> _TEXTO DE REFERÊNCIA_
◆ ◆ ◆ ◆
Delações mostram
que nove dos 12 estádios construídos ou reformados para 2014 foram alvo de
criminosos
A Operação Lava
Jato também chegou às arenas construídas ou reformadas para a Copa do Mundo de
2014. Delações de ex-executivos das construtoras Odebrecht, divulgadas
recentemente, e da Andrade Gutierrez citam nove dos 12 estádios utilizados como
“palco’’ de crimes como cartel, pagamento de propinas e também caixa 2. Apenas
os particulares BeiraRio e Arena da Baixada se “salvaram’’. A Arena Pantanal
não foi mencionada nessas delações, mas também já foi alvo de denúncias.
A corrupção rendeu
aos acusados de ter se beneficiado de tal filão, políticos e autoridades, pelo
menos R$120,9 milhões. O cálculo é bastante conservador. Foi feito com base em
quantias e porcentagens citados em depoimentos - várias menções não vieram
seguidas de cifras.
O valor pode ser até
considerado pequeno diante dos R$ 8,3 bilhões que custaram as arenas, de acordo
com a versão final da Matriz de Responsabilidades e, principalmente, do oceano
de dinheiro roubado em outras ações ilegais desvendadas pela Lava Jato.
Confirma, porém, que corruptos e corruptores não perdem oportunidade.
“Parafraseando Milton Nascimento (compositor), o corrupto vai aonde o dinheiro
está. E, por ocasião da Copa, estava nas arenas e nas obras de mobilidade
necessárias para o evento’’, diz Gil Castelo Branco, secretário-geral da ONG
Contas Abertas.
◆ ◆ ◆ ◆
> _MATERIAL FORNECIDO_
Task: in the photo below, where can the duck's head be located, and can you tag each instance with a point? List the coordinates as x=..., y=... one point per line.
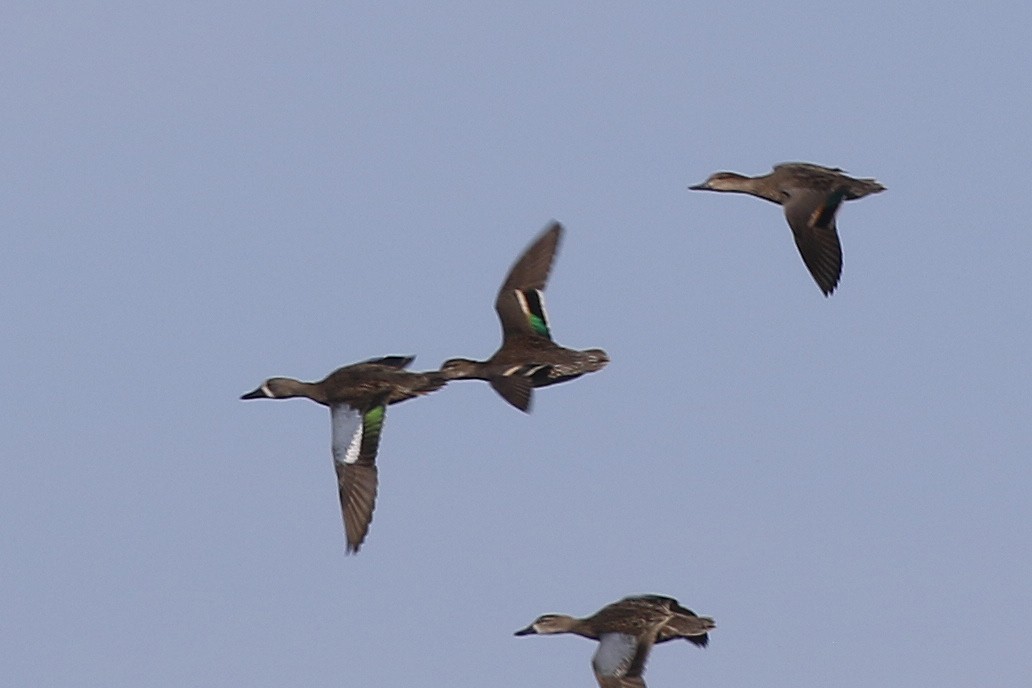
x=547, y=624
x=721, y=182
x=273, y=388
◆ ◆ ◆ ◆
> _INSTRUÇÃO 1_
Reproduza o trecho do texto sobre os estádios da Copa que vai de "A corrupção rendeu" até "seguidas de cifras.", incluindo esses dois pontos.
> _INSTRUÇÃO 2_
Liste todas as arenas que o texto sobre os estádios da Copa menciona pelo nome.

> _RESPOSTA DESENVOLVIDA 1_
A corrupção rendeu
aos acusados de ter se beneficiado de tal filão, políticos e autoridades, pelo
menos R$120,9 milhões. O cálculo é bastante conservador. Foi feito com base em
quantias e porcentagens citados em depoimentos - várias menções não vieram
seguidas de cifras.

> _RESPOSTA DESENVOLVIDA 2_
BeiraRio
Arena da Baixada
Arena Pantanal